═════ PROVIDED PASSAGE

I was struck by Paige's final words, that she hopes what they left would be found 'flawed, inadequate, yearning'. As the show went on, I was surprised - in a good way - that the show's politics gradually crystalised into a full-on nihilist anarchism, something perhaps even along the lines of Monsieur Dupont. (Muna used the 'a' word in one of the Q&As but it was pretty evident even before that). Taking these gods as a metaphor for ideologies and social systems, the scope of it becomes pretty universal - and unsparing. And, equally, hard to answer.
I wondered when the Many Below/Wound Tree was introduced what answers they would find: what political movement could truly resist cooption or becoming its own horrible self-sustaining egregore. And in the end the answer you express I suppose is a negative one: that even Paige's god of victims is a tool, one that must eventually be discarded to go into some unknown place beyond it all (to walk away from Omelas), towards something that narrative fiction - as a form of the 'endless words' that are derided so much in the third season - can no longer address. Which I respect - to pose the question is vital, even if the tools can't reach any answers if they even exist.
I think this struggle exists in many stories that address themes of making a break from the rapacious society that created them (and take it seriously) - your Baru Cormorants and Mononoke-himes. We can describe the problem vividly, but since we do not have a counterexample to hand, any story we tell about ~what is to be done~ and what it will look like when it is feels like it will be just as hollow as the spins and angles and parasitic fantasies that so many characters advance in the Silt Verses. (How could there possibly be a time where it finally works out, after we have seen all this? But then, what are we living for?)
To try to make this a question and not a ramble, I wanted to ask - what do you see as the role of fiction in addressing the horrible machinery of this world? Is it enough to pose the question particularly sharply, skewer the bad and inadequate answers, and leave the readers/listeners to figure out how to make the killing of gods concrete? How do we punch through the bounds of it all being Content, another product to be bought and sold? What does it mean to sit here and fantasise about people making that revolutionary break when there is no revolution to be had?
I don't know what answer I'm hoping for here, but given the themes of the show, I feel like this must be a kind of thing you've thought about, and probably have a far more developed line of thought than I do. And if this is a bit too much to drop in your inbox on a Saturday morning, I will say again thank you for writing this story and all the actors for making it so strikingly concrete - it truly means a lot, and I will treasure it.
Hi, and thank you for listening and for a beautifully written and thoughtful ask! ('Horrible machinery of the world' stopped me dead in my tracks.) And I am very proud, genuinely.

══════════

> _GOALS_:
1. Answer these questions from the Silt Verses passage:
(a) What three words did Paige hope what they left would be found?
(b) Which two stories does the writer name as examples of the struggle to break from the society that created them?
(c) In which season are the "endless words" derided so much?
2. From the Silt Verses passage, set down word for word the span from "To try to make" up to and including "revolution to be had?".

═════ RECORD LIST

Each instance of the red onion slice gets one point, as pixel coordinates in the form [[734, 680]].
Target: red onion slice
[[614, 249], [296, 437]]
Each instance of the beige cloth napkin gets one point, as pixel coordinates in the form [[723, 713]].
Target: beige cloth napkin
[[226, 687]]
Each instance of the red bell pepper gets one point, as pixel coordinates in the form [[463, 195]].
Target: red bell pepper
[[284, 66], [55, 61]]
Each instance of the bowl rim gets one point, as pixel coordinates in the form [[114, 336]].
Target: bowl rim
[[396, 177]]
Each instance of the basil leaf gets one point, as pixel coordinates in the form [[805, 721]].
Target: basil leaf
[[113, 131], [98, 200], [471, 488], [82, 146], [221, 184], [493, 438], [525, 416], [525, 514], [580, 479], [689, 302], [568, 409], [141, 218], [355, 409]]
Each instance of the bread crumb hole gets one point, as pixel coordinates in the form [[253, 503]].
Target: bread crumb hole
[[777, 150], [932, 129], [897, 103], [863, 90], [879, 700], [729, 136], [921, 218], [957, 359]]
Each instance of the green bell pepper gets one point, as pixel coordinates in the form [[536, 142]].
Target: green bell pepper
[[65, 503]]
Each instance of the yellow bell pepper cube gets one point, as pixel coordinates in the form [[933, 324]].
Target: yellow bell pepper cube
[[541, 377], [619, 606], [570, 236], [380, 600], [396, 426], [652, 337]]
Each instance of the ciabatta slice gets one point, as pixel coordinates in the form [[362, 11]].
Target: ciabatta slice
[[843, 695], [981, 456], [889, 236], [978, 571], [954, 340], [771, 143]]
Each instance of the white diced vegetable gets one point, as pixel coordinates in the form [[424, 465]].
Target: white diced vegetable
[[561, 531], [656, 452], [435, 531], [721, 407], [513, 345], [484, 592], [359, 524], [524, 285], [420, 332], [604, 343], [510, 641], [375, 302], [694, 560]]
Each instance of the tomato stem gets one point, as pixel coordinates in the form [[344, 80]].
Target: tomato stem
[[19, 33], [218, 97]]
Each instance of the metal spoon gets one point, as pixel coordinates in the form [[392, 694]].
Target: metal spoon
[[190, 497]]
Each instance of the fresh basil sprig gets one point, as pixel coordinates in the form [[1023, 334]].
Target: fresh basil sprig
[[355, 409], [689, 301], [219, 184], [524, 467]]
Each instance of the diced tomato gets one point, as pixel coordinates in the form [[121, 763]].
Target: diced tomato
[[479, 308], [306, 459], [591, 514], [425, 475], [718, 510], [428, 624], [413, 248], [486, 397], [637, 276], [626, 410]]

══════════

> _TASK-BY-TASK SOLUTIONS_:
1.
(a) 'flawed, inadequate, yearning'
(b) Baru Cormorants and Mononoke-hime
(c) The third season

2.
To try to make this a question and not a ramble, I wanted to ask - what do you see as the role of fiction in addressing the horrible machinery of this world? Is it enough to pose the question particularly sharply, skewer the bad and inadequate answers, and leave the readers/listeners to figure out how to make the killing of gods concrete? How do we punch through the bounds of it all being Content, another product to be bought and sold? What does it mean to sit here and fantasise about people making that revolutionary break when there is no revolution to be had?